EXCERPTED RECORDS -
——

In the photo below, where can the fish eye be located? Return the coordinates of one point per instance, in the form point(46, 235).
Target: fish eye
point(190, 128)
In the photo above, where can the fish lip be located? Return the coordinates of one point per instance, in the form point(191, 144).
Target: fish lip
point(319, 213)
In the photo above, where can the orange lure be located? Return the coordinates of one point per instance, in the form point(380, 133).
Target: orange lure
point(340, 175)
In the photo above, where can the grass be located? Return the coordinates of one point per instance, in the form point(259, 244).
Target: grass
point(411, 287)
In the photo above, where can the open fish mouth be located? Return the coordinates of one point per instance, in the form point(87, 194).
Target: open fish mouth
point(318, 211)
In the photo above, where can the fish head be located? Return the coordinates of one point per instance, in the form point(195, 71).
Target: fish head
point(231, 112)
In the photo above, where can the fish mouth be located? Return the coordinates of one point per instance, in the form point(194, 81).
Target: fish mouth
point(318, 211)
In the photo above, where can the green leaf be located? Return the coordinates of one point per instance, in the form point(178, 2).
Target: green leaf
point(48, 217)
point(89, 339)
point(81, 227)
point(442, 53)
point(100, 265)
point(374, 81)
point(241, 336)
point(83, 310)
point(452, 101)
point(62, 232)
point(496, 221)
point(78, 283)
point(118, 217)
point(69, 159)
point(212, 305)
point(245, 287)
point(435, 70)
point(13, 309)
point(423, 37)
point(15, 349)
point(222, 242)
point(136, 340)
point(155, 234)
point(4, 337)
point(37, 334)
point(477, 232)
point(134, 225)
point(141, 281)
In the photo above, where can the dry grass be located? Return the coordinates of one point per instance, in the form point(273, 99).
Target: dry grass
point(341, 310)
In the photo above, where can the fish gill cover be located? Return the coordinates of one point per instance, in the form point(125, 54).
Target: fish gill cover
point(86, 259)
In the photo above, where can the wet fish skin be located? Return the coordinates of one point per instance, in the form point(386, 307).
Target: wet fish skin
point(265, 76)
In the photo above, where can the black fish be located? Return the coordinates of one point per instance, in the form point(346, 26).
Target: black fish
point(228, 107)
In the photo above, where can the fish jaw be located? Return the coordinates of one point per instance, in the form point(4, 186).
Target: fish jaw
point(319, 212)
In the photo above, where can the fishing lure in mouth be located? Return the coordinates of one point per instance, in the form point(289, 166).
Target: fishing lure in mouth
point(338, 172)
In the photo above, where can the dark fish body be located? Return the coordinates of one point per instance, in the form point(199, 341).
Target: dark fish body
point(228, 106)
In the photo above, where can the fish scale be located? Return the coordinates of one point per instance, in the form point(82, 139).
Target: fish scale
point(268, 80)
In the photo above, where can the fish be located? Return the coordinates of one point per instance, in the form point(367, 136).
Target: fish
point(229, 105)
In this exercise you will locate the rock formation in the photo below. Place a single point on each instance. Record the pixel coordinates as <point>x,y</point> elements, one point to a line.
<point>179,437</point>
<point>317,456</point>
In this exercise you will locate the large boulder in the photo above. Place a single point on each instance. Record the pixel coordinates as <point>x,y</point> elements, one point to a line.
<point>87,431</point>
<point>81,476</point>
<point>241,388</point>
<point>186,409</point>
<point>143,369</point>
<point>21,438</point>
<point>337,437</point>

——

OBJECTIVE -
Reproduce word for word the lines above that begin with the line containing "In the photo above, where can the fish scale" and end with the line containing "point(268, 80)", including both of those lines.

TASK SOLUTION -
In the photo above, where can the fish scale be located? Return the coordinates of one point per instance, in the form point(82, 139).
Target: fish scale
point(268, 80)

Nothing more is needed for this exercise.